> TASK INSTRUCTIONS
Return each of the lines below verbatim, with nothing left out or altered.

─── DATA LISTING ───

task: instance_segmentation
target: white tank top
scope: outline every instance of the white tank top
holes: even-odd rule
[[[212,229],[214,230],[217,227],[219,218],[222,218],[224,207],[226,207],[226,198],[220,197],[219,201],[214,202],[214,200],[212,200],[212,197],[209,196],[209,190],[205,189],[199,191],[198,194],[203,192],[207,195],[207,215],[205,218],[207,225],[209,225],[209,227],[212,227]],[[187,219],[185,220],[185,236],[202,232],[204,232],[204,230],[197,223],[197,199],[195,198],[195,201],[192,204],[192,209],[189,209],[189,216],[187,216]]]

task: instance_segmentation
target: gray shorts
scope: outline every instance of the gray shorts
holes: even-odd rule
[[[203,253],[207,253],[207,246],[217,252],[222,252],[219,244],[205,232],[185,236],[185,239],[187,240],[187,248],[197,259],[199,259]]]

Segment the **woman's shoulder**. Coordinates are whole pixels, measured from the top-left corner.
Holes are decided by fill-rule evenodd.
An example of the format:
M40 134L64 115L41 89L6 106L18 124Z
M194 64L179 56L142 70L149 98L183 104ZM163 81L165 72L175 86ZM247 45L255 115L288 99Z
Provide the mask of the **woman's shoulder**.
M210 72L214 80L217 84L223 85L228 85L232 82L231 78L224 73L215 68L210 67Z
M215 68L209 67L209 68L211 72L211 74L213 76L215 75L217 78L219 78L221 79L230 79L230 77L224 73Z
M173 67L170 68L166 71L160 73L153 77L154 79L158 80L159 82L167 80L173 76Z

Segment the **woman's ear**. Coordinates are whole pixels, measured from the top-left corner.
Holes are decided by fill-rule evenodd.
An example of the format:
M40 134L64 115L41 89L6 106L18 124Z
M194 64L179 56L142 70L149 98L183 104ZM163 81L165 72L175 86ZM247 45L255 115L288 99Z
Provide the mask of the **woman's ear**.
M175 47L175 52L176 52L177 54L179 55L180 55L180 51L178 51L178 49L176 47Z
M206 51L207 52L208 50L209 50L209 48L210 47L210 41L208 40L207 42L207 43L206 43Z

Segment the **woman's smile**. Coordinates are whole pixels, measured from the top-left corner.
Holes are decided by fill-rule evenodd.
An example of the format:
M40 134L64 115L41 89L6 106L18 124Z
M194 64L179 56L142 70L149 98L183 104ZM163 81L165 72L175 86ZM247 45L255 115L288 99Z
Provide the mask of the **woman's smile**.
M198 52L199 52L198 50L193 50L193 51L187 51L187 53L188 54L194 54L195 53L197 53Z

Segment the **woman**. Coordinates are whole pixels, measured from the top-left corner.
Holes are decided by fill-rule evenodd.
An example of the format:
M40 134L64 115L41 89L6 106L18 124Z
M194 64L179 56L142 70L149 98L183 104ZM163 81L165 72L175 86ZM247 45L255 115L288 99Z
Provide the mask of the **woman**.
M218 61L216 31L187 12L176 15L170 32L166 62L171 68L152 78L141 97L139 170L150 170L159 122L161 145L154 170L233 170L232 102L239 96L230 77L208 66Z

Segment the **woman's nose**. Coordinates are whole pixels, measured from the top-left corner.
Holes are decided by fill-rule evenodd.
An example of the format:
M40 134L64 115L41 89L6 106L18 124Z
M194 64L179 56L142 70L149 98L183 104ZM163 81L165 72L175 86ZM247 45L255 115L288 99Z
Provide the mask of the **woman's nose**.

───

> FULL OUTPUT
task: instance_segmentation
target: white tank top
scope: outline every instance of the white tank top
holes: even-odd rule
[[[212,229],[214,230],[217,227],[219,218],[222,218],[224,207],[226,207],[226,198],[220,197],[219,201],[214,202],[214,200],[212,200],[212,197],[209,196],[209,190],[205,189],[199,191],[198,194],[203,192],[207,195],[207,215],[205,218],[207,225],[209,225],[209,227],[212,227]],[[187,219],[185,220],[185,236],[202,232],[204,232],[204,230],[197,223],[197,199],[195,198],[195,201],[192,204],[192,209],[189,209],[189,216],[187,216]]]

task: instance_segmentation
target: gray shorts
scope: outline every instance of the gray shorts
holes: even-odd rule
[[[203,253],[207,253],[207,246],[217,252],[222,252],[219,244],[205,232],[185,236],[185,239],[187,240],[187,248],[197,259],[199,259]]]

Segment the **woman's shoulder**. Coordinates are whole pixels, measured from the top-left corner.
Holes are decided by fill-rule evenodd.
An example of the format:
M40 134L64 115L41 89L6 106L18 124Z
M194 64L179 56L142 70L149 98L183 104ZM163 81L165 72L175 86ZM247 45L255 115L288 99Z
Provide the mask of the **woman's shoulder**.
M210 72L214 80L217 84L223 85L228 85L232 82L231 78L224 73L215 68L210 67Z
M215 68L209 67L209 68L211 72L211 74L213 76L215 75L217 78L219 78L221 79L230 79L230 77L224 73Z
M173 67L170 68L166 71L160 73L153 77L154 79L158 80L159 82L167 80L173 76Z

Segment the **woman's ear**. Coordinates are whole pixels, measured from the top-left corner.
Holes are decided by fill-rule evenodd.
An example of the format:
M40 134L64 115L41 89L6 106L18 124Z
M194 64L179 56L142 70L149 98L183 104ZM163 81L165 72L175 86ZM247 45L255 115L288 99Z
Provide the mask of the **woman's ear**.
M175 47L175 52L176 52L177 54L179 55L180 55L180 51L178 51L178 49L176 47Z
M206 51L207 52L208 50L209 50L209 48L210 47L210 41L208 40L207 42L207 43L206 43Z

Segment the **woman's smile**. Coordinates are whole pixels, measured from the top-left corner.
Holes are decided by fill-rule evenodd.
An example of the format:
M40 134L64 115L41 89L6 106L18 124Z
M194 64L179 56L142 70L149 98L183 104ZM163 81L165 72L175 86ZM247 45L255 115L288 99Z
Provide the mask of the **woman's smile**.
M198 52L199 52L198 50L193 50L193 51L187 51L187 53L188 54L194 54L195 53L197 53Z

Segment the **woman**. Coordinates are whole pixels, measured from the top-left corner.
Holes are decided by fill-rule evenodd.
An example of the format:
M40 134L64 115L41 89L6 106L18 124Z
M194 64L179 56L142 70L149 98L183 104ZM163 81L165 72L175 86ZM247 45L255 115L288 99Z
Provide the mask of the **woman**.
M218 61L216 31L187 12L176 15L170 32L166 62L171 68L152 78L141 97L139 170L150 170L159 122L161 145L154 170L233 170L232 102L239 96L230 77L208 66Z

Segment the **woman's nose**. Coordinates are whole pixels, measured from the top-left corner.
Holes are decided by fill-rule evenodd.
An example of the format:
M40 134L64 115L41 89L6 106L18 124Z
M194 64L179 56L142 70L149 98L183 104ZM163 81L165 72L175 86ZM247 45L255 115L288 99Z
Provide the mask of the **woman's nose**.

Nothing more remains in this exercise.